━━━━━ PAGE EXCERPT
Once it is installed you get the ffmpeg command available. It’ll be the basis for what follows.

Basic use

These are some of the basic commands that I use.

The first command gathers information about the video:

ffmpeg -i tears_of_steel_1080p.mov

And the result will be something like this. Note that the streams descriptions have hard returns added for readability, your result will look different.

  libavutil      55. 78.100 / 55. 78.100
  libavcodec     57.107.100 / 57.107.100
  libavformat    57. 83.100 / 57. 83.100
  libavdevice    57. 10.100 / 57. 10.100
  libavfilter     6.107.100 /  6.107.100
  libavresample   3.  7.  0 /  3.  7.  0
  libswscale      4.  8.100 /  4.  8.100
  libswresample   2.  9.100 /  2.  9.100
  libpostproc    54.  7.100 / 54.  7.100
Input #0, mov,mp4,m4a,3gp,3g2,mj2, from 'tears_of_steel_1080p.mov':
    major_brand     : qt
    minor_version   : 512
    compatible_brands: qt
    encoder         : Lavf53.32.100
  Duration: 00:12:14.17, start: 0.000000, bitrate: 6361 kb/s
    Stream #0:0(eng): Video: h264 (Main) (avc1 / 0x31637661), yuv420p,
    1920x800 [SAR 1:1 DAR 12:5], 6162 kb/s, 24 fps, 24 tbr, 24 tbn, 48 tbc (default)
      handler_name    : DataHandler
      encoder         : libx264
    Stream #0:1(eng): Audio: mp3 (.mp3 / 0x33706D2E), 44100 Hz, stereo, s16p, 191 kb/s (default)
━━━━━━━━━━
━━━━━ ROWS
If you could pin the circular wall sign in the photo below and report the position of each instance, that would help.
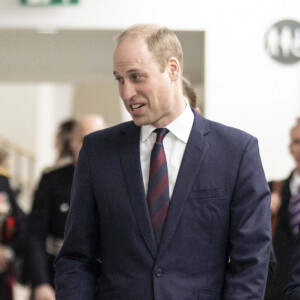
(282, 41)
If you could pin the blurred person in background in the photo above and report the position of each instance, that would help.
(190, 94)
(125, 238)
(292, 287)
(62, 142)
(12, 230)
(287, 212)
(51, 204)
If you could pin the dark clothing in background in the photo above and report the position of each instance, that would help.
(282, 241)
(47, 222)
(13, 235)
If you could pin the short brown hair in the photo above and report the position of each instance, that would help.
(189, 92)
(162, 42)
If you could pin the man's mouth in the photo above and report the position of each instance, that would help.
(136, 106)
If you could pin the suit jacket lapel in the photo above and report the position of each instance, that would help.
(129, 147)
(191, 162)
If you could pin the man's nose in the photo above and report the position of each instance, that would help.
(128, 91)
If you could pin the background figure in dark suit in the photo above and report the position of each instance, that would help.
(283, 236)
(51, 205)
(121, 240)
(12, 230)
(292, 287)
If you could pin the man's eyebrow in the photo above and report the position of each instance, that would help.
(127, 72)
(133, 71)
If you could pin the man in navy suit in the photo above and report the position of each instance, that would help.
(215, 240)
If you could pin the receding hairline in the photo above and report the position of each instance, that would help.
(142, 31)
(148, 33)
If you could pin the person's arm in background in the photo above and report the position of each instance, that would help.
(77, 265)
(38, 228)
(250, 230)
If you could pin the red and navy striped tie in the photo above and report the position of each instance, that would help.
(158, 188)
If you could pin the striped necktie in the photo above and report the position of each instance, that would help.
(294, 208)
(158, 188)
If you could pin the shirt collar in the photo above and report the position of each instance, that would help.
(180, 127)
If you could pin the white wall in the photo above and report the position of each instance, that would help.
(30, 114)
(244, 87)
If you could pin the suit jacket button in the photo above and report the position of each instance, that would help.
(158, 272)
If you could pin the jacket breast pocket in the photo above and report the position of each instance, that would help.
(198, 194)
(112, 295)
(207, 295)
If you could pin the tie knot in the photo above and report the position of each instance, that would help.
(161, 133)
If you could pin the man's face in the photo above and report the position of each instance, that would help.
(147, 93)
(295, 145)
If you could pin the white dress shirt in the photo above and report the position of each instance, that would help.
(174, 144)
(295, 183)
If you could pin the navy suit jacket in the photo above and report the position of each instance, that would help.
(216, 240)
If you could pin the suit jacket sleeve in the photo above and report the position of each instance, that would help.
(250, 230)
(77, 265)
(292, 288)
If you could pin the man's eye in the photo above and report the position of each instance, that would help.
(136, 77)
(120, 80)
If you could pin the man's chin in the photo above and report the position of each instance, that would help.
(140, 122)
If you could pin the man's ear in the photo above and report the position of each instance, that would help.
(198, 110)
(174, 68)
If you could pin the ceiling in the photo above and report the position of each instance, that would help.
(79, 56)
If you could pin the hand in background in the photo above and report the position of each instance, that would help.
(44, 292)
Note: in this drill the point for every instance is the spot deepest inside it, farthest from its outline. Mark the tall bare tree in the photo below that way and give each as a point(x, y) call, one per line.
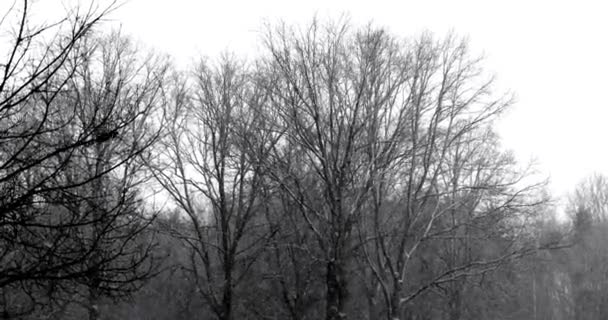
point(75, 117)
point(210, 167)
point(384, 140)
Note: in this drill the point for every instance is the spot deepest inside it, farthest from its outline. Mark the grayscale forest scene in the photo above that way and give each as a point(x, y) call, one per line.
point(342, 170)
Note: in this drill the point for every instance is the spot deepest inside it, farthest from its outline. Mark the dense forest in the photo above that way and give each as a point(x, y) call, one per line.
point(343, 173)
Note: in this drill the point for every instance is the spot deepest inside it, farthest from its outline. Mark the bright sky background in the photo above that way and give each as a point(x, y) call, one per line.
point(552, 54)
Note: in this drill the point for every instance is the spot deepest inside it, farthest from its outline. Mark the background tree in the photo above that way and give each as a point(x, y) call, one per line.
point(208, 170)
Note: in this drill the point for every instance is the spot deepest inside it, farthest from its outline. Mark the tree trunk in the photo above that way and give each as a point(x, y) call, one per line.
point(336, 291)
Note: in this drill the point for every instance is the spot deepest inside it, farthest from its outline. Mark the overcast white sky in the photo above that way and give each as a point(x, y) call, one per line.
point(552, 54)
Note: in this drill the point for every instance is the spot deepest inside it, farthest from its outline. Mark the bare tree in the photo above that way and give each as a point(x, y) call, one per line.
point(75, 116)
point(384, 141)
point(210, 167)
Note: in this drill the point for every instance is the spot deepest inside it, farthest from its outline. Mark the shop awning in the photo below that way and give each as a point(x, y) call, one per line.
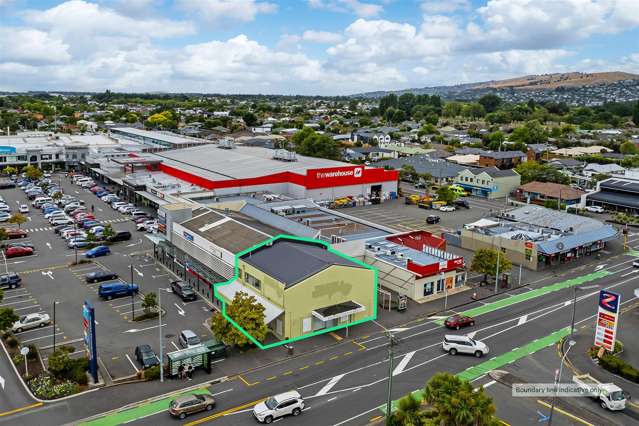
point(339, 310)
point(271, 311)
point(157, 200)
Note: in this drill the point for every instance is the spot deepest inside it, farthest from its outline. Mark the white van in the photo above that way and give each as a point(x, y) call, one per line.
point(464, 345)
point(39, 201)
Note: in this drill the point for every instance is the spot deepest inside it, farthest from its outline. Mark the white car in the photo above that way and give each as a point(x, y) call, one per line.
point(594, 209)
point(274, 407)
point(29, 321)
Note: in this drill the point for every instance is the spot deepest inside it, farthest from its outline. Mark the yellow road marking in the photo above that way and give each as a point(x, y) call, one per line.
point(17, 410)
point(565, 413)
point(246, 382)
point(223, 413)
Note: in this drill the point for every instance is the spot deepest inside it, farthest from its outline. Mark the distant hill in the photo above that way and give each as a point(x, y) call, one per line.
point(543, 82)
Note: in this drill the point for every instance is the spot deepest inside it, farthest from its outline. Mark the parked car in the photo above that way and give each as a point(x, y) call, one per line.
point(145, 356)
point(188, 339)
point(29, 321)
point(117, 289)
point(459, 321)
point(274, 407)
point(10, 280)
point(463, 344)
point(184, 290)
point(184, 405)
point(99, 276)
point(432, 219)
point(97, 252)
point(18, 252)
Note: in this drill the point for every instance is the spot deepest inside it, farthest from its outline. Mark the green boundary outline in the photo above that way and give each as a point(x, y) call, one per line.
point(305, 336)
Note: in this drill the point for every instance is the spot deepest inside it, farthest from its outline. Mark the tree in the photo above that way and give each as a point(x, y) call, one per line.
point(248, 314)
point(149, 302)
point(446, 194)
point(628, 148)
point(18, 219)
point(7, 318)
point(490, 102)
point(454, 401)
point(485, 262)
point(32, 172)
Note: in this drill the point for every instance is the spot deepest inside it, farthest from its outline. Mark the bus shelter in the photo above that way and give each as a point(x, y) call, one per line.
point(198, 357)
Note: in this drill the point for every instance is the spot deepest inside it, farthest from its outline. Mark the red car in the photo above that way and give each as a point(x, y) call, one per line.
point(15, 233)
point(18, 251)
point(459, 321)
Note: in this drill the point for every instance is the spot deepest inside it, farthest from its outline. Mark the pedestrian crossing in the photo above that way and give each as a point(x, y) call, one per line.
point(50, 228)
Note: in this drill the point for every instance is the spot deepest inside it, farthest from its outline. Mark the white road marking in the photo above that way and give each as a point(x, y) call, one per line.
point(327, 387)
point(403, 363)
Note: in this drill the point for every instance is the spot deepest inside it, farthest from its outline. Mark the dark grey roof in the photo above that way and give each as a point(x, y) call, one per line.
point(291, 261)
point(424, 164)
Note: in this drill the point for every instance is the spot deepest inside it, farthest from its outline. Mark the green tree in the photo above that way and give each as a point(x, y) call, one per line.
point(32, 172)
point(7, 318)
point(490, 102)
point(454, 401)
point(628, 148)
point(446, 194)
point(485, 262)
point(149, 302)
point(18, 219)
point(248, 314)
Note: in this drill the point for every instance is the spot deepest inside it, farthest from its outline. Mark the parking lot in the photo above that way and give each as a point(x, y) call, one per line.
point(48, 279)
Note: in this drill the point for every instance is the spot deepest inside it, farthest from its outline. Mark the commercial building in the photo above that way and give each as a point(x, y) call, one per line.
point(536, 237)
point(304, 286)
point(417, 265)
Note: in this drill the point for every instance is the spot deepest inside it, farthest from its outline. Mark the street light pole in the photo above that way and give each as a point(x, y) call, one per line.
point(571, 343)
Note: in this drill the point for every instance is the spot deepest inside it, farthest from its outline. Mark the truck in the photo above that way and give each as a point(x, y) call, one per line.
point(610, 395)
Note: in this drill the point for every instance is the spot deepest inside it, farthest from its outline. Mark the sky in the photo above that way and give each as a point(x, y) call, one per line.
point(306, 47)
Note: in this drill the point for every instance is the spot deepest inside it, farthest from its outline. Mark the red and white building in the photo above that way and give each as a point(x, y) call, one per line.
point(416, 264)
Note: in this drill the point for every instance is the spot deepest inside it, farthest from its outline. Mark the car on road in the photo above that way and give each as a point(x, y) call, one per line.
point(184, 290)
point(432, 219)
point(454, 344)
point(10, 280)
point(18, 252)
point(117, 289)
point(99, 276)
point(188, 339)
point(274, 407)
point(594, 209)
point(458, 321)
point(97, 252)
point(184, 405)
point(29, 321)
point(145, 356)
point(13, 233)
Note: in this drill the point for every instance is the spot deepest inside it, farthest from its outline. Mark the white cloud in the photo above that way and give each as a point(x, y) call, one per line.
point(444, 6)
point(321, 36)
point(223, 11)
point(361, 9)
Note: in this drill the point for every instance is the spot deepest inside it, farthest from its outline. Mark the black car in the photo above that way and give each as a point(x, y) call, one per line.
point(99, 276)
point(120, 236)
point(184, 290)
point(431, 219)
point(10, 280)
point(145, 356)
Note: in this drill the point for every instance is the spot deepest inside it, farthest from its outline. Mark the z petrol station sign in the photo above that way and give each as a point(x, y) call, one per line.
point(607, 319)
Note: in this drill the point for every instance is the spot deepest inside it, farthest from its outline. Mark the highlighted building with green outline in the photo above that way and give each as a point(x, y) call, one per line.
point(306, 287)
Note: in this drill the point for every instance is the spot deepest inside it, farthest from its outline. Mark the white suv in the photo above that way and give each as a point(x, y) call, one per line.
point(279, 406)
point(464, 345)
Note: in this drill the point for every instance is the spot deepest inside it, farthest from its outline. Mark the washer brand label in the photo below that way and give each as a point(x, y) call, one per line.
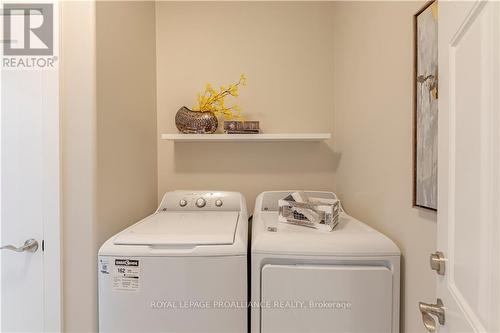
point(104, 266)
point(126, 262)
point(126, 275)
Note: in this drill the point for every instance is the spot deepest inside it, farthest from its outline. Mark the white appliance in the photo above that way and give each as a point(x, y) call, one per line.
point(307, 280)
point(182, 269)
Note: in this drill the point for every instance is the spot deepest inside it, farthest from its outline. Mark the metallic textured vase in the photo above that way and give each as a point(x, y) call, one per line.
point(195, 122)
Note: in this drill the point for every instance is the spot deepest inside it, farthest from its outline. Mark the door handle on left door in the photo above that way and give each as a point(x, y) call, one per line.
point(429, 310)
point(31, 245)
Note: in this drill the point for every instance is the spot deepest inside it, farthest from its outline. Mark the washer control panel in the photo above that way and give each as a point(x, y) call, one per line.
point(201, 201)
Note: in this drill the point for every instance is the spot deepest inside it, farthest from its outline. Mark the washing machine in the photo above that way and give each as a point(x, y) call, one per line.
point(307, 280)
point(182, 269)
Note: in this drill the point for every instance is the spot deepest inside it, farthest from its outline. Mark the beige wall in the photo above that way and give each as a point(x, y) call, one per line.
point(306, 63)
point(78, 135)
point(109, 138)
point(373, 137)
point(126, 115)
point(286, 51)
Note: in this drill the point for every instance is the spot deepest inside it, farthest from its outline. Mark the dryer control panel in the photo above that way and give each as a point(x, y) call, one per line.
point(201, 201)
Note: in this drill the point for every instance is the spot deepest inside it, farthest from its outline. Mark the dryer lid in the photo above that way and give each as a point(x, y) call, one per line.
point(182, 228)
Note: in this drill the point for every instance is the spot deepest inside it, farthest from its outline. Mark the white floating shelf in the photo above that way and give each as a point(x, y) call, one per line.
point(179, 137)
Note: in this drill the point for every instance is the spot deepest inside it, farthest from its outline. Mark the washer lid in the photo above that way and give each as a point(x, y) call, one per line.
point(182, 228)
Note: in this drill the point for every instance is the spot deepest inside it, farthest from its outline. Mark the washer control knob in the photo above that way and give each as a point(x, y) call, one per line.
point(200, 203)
━━━━━━━━━━
Please give the duration that the ffmpeg excerpt reports for tears_of_steel_1080p.mov.

* _WORKED SOLUTION_:
00:12:14.17